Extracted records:
####################
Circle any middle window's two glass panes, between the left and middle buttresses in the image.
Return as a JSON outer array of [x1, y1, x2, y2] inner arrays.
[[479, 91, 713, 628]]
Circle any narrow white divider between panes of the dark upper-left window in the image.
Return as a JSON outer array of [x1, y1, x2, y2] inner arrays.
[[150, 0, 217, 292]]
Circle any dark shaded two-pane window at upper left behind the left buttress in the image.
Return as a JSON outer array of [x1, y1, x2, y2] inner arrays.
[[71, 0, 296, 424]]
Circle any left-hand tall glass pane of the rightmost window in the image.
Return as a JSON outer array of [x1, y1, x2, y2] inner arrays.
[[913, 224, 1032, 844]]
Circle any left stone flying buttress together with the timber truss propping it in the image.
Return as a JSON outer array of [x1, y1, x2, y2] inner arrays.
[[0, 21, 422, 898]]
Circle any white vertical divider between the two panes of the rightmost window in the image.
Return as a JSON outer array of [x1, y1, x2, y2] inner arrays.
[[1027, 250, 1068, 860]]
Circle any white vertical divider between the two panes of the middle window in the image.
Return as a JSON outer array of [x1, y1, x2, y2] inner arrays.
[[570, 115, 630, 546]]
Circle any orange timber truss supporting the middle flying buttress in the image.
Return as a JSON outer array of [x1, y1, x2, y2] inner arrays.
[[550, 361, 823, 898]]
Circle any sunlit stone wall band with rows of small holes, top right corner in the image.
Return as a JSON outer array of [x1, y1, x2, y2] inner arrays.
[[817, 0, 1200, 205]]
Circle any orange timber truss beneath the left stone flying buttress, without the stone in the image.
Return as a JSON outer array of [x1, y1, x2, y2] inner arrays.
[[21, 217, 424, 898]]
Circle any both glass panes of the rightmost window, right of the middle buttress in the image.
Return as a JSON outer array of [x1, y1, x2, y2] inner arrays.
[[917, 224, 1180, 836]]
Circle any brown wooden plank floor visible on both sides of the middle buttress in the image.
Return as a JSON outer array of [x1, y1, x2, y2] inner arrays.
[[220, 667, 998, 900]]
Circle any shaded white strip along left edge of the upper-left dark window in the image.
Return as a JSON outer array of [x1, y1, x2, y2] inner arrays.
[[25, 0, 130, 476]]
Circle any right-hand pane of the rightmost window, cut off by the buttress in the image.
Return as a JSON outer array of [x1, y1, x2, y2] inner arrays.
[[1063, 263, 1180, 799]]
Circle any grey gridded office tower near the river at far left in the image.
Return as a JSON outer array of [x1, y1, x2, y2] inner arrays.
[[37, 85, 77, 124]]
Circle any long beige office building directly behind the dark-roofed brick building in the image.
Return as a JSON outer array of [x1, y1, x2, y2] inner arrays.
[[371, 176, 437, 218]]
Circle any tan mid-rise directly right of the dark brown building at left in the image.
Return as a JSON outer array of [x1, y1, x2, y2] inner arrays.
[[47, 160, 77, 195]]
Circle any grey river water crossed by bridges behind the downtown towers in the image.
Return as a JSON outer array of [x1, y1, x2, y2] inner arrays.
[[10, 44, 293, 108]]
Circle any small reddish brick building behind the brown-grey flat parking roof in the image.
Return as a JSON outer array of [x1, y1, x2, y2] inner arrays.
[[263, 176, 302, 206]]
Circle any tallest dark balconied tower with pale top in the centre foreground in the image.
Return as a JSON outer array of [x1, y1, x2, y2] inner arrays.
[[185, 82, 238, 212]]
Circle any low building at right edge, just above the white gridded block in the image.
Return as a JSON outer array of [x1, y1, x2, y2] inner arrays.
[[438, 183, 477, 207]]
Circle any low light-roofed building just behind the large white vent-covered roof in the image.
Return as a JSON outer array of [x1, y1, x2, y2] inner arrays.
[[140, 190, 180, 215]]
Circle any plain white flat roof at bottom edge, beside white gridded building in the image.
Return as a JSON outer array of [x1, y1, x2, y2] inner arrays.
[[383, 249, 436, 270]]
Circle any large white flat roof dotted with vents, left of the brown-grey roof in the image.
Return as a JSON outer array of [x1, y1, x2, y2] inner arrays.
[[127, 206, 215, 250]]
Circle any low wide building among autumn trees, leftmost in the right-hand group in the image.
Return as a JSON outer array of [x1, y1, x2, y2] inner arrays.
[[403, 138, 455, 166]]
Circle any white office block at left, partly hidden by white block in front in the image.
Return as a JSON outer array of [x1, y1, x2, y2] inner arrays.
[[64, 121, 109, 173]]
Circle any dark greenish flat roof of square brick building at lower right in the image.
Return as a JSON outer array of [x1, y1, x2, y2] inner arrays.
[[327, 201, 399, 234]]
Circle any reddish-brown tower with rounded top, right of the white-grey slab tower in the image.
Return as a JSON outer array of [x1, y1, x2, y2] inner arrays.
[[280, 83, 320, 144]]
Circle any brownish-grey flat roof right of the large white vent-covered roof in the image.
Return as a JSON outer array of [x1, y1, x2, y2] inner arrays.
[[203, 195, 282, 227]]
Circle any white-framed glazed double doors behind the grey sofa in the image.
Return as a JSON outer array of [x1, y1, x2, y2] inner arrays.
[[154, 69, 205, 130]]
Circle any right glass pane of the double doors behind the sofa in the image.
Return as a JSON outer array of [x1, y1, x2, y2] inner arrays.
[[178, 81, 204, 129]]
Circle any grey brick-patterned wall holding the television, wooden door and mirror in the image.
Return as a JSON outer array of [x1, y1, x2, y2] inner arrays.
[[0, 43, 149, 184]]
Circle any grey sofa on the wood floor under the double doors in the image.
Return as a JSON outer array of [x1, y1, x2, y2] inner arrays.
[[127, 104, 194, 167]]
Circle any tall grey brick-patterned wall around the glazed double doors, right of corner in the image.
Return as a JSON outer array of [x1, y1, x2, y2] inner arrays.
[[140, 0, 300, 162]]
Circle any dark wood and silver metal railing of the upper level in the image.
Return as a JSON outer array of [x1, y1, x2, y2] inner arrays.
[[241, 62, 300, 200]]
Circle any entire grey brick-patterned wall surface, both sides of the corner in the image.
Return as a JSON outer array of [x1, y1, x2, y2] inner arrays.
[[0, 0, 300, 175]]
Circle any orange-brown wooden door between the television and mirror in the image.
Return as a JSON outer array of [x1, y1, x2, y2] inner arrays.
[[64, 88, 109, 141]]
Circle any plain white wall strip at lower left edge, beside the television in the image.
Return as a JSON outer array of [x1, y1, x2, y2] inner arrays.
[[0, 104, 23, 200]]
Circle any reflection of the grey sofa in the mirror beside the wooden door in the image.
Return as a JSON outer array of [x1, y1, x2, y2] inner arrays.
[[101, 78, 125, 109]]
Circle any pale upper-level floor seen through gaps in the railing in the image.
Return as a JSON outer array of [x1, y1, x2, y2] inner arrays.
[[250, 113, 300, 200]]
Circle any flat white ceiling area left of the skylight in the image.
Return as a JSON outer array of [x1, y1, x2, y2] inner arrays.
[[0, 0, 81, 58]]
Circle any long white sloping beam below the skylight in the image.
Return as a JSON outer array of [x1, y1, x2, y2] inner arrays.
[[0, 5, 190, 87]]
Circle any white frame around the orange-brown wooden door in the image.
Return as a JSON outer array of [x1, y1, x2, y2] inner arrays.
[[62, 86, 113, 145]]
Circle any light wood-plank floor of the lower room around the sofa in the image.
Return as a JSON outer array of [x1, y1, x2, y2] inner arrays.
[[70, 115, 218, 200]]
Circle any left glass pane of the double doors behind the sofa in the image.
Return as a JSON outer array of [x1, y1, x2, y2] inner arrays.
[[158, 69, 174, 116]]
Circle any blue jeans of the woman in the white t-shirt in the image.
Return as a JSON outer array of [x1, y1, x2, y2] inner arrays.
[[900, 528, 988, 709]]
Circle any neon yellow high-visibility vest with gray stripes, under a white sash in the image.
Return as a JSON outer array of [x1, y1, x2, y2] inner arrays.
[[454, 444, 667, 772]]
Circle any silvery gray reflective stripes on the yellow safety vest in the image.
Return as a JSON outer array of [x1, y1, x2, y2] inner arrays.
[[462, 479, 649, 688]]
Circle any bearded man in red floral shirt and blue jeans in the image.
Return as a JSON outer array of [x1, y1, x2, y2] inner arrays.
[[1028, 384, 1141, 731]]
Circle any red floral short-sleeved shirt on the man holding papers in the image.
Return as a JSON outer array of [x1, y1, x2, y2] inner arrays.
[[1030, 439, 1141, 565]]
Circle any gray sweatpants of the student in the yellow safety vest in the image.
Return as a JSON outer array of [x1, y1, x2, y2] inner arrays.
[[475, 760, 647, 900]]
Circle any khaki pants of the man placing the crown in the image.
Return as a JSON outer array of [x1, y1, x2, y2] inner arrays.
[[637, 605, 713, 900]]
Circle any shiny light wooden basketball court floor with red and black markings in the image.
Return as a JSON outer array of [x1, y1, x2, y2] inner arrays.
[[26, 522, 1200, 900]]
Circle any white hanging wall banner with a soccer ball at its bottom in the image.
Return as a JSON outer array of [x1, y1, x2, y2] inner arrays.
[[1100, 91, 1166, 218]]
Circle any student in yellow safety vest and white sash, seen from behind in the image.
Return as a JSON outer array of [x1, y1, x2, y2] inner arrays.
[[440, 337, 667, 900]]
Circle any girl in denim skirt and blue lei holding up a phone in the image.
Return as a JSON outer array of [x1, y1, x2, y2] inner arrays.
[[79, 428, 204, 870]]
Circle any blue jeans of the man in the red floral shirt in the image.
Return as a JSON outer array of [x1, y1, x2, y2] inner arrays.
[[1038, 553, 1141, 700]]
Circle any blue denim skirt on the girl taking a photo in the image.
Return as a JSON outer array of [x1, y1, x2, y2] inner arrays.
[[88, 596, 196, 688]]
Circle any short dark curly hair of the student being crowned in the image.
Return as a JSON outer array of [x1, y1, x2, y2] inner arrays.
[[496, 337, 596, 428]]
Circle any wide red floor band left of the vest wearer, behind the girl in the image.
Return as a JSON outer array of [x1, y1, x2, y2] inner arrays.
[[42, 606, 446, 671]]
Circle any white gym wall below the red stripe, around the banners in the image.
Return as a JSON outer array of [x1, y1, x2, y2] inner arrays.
####################
■ **Try it**
Look through the entries above and quote exactly the lines from the line with "Circle any left glass" to the line with "Circle any red floral", counting both of those lines.

■ **Answer box**
Circle any left glass pane of the double doors behind the sofa in the image.
Return as a JSON outer array of [x1, y1, x2, y2] inner arrays.
[[158, 69, 174, 116]]
Circle any blue jeans of the woman in the white t-shirt in the image.
Return as a JSON outer array of [x1, y1, x2, y2] inner arrays.
[[900, 528, 988, 709]]
Circle any neon yellow high-visibility vest with gray stripes, under a white sash in the image.
Return as a JSON outer array of [x1, y1, x2, y2] inner arrays.
[[454, 444, 667, 772]]
Circle any silvery gray reflective stripes on the yellow safety vest in the image.
Return as a JSON outer array of [x1, y1, x2, y2] inner arrays.
[[462, 479, 649, 688]]
Circle any bearded man in red floral shirt and blue jeans in the image.
Return as a JSON outer array of [x1, y1, x2, y2] inner arrays.
[[1028, 384, 1141, 731]]
Circle any red floral short-sleeved shirt on the man holding papers in the image.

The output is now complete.